## Exercise aim
Please rescale the lines below, starting at the line that has "Where can the mountain" and stopping after the line that has "x=58, y=122", and give them again with their requests, multiplying each answer coordinate by 0.9 and rounding to whole numbers with halves going up. Leave the pictures out.

## Task input
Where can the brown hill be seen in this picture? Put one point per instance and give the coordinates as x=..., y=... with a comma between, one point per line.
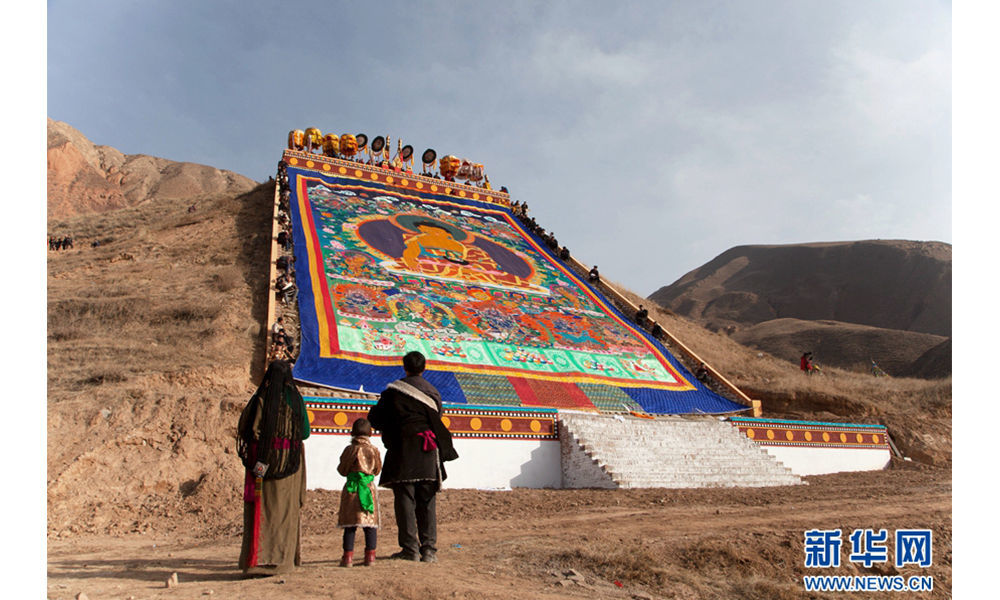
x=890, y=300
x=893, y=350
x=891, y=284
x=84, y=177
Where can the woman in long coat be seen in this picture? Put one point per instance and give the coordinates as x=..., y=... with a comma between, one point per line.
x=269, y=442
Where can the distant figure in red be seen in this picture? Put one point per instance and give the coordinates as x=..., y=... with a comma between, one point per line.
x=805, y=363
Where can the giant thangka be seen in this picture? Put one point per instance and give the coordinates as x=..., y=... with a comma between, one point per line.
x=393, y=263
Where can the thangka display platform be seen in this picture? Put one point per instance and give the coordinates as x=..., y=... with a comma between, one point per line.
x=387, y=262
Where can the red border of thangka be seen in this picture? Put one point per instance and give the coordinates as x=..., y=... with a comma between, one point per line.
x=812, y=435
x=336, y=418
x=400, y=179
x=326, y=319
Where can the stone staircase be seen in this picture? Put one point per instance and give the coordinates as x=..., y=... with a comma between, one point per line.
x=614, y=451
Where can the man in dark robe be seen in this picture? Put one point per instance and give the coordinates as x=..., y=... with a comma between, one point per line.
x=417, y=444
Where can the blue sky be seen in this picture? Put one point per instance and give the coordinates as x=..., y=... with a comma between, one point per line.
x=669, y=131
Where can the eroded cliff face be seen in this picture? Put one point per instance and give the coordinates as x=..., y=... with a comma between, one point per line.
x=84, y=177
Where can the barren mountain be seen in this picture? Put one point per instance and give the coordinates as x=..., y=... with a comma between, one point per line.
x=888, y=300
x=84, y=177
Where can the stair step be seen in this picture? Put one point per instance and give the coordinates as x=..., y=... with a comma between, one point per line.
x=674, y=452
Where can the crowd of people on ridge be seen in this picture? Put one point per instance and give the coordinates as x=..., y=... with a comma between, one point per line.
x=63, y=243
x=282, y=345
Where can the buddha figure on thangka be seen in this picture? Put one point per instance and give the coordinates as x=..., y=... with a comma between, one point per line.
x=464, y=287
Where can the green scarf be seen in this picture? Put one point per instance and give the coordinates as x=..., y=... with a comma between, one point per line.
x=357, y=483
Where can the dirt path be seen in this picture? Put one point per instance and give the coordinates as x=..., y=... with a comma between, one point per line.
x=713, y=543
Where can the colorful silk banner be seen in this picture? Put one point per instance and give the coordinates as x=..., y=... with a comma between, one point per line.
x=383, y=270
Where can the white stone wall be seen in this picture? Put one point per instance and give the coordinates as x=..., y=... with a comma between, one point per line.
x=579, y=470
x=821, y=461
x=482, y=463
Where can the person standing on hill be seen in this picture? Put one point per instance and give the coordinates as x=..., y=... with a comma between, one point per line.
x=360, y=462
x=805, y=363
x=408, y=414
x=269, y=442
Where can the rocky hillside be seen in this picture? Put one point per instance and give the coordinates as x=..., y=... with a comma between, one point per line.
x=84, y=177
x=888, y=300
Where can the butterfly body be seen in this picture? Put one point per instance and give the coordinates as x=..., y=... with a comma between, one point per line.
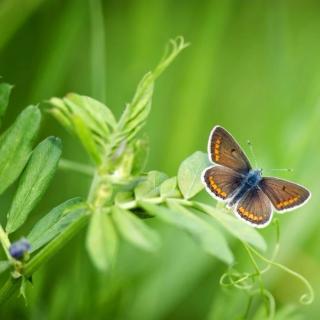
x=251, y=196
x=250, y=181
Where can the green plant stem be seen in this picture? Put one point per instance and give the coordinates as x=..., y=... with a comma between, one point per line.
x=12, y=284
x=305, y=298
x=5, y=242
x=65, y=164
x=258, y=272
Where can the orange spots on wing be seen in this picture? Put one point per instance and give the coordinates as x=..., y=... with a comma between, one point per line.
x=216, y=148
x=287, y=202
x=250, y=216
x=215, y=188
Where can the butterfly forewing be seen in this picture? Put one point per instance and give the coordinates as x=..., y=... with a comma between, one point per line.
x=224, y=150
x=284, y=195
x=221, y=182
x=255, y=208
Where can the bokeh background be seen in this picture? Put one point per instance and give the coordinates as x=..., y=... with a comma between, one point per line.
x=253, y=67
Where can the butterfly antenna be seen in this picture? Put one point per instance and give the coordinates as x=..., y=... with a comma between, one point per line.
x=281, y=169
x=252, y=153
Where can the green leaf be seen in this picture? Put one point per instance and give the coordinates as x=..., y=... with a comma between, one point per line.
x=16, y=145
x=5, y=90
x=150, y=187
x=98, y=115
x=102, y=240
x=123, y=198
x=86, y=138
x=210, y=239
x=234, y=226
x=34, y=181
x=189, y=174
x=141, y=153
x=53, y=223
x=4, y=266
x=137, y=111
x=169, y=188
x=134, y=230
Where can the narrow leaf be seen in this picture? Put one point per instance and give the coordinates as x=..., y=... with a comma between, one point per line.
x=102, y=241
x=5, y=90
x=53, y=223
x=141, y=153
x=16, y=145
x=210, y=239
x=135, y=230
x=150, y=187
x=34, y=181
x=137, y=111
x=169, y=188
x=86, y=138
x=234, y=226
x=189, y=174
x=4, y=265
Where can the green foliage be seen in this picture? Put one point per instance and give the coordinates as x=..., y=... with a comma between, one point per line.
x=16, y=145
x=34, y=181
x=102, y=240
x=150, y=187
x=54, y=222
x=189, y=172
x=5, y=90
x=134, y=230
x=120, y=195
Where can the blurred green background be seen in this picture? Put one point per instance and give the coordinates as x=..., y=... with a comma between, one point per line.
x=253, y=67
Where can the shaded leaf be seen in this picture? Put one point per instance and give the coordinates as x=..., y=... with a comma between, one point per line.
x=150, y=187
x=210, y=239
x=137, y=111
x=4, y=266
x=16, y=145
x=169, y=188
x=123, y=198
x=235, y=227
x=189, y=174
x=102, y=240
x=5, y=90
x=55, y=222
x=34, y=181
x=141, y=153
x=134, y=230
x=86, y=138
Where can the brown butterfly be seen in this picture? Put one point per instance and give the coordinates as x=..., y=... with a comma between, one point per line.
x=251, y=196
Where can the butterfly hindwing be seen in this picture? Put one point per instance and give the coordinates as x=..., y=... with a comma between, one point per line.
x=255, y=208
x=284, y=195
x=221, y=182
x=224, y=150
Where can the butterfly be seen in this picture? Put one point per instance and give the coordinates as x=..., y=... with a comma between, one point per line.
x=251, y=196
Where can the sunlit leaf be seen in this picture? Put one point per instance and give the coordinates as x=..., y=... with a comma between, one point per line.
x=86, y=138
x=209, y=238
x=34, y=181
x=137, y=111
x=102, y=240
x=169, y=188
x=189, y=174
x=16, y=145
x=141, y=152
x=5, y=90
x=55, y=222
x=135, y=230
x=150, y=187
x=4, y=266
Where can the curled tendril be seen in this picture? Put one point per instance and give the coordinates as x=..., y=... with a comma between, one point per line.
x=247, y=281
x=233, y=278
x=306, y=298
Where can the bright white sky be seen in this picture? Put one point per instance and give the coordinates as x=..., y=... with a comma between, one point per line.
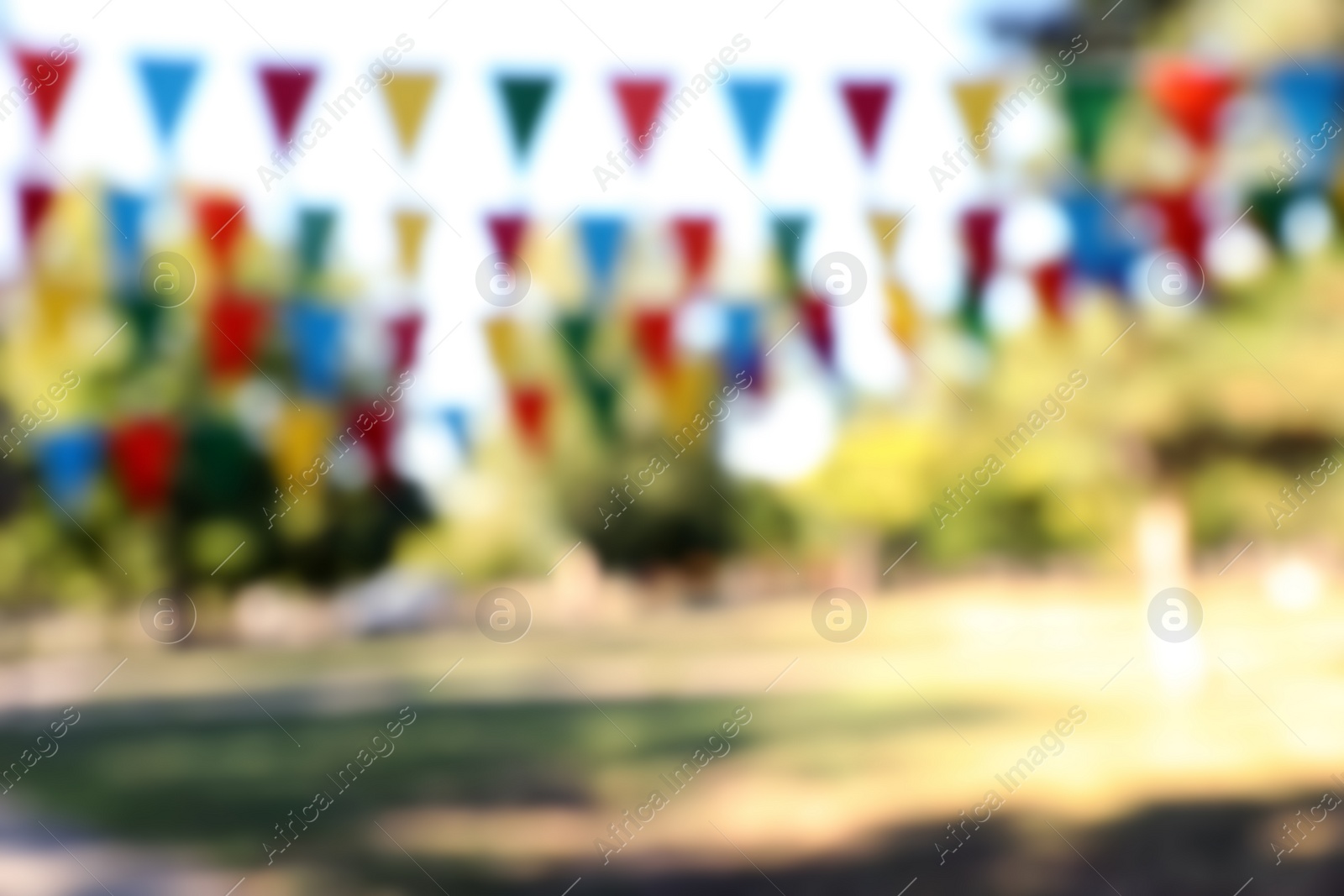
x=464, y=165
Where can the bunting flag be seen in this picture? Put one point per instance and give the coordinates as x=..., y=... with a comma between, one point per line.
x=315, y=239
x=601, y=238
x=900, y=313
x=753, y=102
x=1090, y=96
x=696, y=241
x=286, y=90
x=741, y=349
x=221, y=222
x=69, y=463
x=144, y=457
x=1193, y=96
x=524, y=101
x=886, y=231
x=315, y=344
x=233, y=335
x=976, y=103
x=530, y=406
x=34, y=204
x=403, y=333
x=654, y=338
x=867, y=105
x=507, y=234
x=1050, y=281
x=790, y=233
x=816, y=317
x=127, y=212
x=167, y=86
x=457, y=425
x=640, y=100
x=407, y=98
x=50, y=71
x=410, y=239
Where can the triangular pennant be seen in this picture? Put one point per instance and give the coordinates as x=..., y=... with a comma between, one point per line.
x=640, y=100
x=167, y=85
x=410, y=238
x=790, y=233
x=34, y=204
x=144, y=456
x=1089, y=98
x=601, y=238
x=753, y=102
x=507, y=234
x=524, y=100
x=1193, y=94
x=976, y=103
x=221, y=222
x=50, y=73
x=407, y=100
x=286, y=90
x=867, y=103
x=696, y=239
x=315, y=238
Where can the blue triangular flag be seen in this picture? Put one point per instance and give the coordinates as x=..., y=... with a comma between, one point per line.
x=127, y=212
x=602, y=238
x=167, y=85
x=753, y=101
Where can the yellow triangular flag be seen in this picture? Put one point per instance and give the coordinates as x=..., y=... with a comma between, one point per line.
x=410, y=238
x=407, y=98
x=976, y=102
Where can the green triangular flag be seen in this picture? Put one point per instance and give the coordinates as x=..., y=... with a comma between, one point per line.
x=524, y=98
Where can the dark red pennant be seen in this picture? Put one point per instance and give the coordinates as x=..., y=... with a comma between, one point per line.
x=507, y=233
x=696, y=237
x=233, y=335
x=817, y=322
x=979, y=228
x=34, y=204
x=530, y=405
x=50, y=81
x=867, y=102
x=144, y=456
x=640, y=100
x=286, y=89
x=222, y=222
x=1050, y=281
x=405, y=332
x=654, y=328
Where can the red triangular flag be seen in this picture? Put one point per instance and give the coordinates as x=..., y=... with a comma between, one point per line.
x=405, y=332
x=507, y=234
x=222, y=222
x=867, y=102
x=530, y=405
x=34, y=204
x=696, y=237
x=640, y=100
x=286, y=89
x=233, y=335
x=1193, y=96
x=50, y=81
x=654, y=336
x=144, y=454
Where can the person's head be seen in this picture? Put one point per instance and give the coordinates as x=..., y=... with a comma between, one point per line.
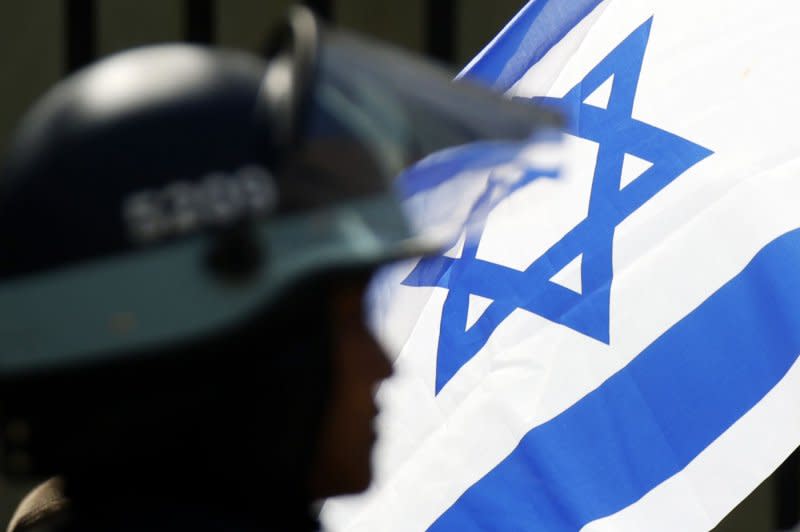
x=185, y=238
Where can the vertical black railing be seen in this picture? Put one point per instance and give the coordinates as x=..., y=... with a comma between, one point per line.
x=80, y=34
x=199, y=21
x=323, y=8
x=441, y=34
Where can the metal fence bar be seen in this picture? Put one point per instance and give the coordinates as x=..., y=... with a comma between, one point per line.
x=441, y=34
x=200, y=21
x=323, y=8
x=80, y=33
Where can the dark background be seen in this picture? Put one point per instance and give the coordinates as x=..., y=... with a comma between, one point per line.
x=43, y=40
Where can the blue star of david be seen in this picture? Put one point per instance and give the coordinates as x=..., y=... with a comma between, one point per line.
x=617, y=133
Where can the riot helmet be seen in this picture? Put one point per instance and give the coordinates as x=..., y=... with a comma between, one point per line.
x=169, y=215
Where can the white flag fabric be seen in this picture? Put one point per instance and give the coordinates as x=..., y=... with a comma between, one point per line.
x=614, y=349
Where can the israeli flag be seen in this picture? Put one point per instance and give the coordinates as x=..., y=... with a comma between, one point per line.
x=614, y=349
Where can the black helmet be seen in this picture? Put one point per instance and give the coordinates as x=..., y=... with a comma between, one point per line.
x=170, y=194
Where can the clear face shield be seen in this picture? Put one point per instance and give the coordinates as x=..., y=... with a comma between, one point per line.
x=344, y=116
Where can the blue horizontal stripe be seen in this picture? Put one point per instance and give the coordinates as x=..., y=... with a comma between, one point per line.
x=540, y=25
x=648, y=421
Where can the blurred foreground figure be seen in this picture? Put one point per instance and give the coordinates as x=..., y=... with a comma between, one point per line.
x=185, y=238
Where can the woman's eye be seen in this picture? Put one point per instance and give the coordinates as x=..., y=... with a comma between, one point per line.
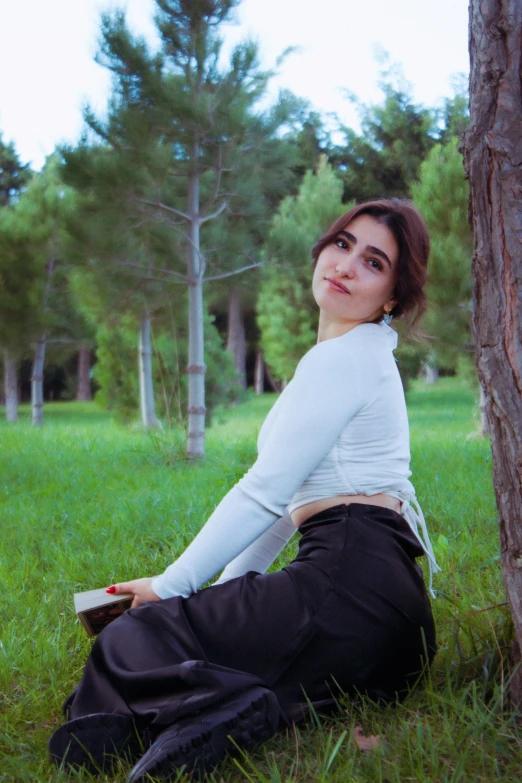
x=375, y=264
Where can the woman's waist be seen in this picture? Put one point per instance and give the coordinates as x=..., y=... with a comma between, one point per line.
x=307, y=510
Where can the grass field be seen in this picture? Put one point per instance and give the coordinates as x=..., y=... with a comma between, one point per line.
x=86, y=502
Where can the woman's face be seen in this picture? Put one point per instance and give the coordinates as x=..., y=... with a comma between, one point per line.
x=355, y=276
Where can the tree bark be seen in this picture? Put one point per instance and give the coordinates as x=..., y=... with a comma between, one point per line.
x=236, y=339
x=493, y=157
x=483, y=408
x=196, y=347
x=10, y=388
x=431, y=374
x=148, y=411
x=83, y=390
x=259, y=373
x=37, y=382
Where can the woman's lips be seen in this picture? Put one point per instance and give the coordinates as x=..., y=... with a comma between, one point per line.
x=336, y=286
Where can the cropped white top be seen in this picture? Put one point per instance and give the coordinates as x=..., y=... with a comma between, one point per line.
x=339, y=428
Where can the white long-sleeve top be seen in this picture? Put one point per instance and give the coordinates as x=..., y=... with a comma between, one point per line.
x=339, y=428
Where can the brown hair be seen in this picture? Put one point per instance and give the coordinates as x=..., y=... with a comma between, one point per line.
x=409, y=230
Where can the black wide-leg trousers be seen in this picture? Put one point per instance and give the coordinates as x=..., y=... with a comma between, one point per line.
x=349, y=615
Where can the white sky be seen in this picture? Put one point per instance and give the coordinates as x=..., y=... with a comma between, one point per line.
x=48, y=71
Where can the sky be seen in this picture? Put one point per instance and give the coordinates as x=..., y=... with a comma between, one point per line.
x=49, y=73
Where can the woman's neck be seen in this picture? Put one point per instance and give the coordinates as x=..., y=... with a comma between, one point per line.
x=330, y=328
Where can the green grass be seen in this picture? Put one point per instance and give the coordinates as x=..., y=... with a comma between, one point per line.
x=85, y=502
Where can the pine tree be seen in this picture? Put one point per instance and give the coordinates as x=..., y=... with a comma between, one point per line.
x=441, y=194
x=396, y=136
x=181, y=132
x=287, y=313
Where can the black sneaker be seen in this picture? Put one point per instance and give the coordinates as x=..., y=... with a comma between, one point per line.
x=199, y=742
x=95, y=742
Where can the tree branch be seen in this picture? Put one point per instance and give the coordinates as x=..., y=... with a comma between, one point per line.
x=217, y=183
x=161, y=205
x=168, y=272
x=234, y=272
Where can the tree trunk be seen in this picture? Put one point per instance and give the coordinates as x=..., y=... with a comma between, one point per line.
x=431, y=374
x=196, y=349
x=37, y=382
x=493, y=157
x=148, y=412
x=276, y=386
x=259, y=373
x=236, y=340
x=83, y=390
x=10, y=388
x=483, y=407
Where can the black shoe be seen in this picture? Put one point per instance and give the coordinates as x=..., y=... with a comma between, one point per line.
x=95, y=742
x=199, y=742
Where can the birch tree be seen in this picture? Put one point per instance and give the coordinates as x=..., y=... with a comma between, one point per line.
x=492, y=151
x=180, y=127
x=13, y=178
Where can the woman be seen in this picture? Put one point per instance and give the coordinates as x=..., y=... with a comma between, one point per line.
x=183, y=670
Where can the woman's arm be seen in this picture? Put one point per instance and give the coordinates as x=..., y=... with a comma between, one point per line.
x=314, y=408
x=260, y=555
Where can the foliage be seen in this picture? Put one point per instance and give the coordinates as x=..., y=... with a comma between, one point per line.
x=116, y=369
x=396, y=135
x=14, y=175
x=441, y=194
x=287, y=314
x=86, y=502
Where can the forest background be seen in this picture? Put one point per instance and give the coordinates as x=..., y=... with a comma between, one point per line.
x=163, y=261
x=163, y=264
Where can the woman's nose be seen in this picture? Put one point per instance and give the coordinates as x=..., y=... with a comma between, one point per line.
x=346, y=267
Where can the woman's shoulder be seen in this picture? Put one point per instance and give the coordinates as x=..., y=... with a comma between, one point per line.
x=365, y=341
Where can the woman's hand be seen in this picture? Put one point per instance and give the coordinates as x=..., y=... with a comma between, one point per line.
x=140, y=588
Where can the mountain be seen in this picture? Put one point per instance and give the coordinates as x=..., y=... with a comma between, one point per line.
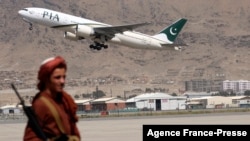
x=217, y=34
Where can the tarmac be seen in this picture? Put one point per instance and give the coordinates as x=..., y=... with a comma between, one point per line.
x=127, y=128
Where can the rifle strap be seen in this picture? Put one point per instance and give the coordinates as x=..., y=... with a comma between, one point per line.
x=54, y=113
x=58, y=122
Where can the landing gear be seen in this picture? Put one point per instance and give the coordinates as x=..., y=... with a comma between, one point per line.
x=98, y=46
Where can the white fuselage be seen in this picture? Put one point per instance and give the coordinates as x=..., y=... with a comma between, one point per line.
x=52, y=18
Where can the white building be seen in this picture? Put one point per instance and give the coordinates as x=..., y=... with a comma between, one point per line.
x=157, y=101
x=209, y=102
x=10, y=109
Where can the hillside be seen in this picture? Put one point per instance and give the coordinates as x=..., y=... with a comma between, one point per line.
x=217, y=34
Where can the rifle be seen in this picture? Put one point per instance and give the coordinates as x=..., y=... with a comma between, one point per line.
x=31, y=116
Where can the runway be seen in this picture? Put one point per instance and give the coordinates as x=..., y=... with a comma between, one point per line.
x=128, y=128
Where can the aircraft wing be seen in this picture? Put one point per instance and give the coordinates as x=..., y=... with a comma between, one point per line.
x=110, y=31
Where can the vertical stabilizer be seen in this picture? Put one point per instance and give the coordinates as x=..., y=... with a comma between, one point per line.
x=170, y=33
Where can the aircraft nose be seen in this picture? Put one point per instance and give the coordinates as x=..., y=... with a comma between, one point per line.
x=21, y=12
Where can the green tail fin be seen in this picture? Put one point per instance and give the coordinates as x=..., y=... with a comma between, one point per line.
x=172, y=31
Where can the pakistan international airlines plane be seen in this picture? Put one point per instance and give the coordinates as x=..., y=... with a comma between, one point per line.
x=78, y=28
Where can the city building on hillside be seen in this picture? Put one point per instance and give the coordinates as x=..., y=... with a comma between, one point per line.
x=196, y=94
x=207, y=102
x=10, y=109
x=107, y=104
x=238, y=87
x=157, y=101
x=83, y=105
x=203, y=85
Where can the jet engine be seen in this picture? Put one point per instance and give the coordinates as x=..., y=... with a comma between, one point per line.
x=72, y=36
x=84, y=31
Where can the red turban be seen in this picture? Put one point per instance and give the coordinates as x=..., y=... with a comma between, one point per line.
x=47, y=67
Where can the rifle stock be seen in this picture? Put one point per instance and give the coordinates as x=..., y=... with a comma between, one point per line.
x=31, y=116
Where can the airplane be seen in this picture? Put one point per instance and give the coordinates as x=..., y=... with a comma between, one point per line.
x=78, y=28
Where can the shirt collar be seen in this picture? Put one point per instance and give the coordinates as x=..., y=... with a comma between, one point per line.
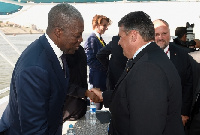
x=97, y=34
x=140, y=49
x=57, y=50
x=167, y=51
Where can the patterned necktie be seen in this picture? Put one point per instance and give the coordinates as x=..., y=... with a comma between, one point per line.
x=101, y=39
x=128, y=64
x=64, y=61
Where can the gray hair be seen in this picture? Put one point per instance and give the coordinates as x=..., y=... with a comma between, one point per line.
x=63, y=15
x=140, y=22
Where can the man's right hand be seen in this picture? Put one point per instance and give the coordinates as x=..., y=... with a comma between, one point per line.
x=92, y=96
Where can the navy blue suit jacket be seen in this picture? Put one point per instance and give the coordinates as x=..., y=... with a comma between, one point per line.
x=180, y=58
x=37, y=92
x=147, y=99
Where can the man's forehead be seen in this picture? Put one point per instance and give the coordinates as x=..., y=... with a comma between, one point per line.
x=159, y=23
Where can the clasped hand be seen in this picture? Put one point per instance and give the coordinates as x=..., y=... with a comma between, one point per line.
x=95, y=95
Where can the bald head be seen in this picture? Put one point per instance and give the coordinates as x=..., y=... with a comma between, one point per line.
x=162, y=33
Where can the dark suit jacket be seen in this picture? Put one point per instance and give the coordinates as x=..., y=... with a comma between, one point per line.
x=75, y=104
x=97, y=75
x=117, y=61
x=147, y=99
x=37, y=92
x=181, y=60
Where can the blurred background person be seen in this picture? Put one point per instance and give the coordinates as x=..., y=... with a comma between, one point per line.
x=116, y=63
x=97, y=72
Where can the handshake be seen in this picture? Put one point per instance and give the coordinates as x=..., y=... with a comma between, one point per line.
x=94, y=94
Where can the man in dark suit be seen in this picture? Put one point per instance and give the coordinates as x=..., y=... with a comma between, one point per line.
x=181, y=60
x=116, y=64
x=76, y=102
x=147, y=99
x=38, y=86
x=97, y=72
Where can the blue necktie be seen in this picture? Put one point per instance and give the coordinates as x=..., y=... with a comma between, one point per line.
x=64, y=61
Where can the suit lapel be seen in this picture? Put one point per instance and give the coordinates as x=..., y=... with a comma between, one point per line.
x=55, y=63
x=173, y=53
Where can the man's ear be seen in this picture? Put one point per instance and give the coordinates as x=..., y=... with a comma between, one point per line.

## Solution for this problem
Where can the mountain be seen in this picture? Put one point per instance and give the coordinates as x=..., y=... with a comma between, one point per line.
x=195, y=31
Where can the tarmac be seen in this picture? Put one point per instance and give the coordinates as x=..., y=... with a comma between, one point per line.
x=114, y=115
Where can the rifle strap be seen in this picture? Put one point per instance and give the coordinates as x=..., y=... with a comma between, one point per line.
x=49, y=102
x=52, y=110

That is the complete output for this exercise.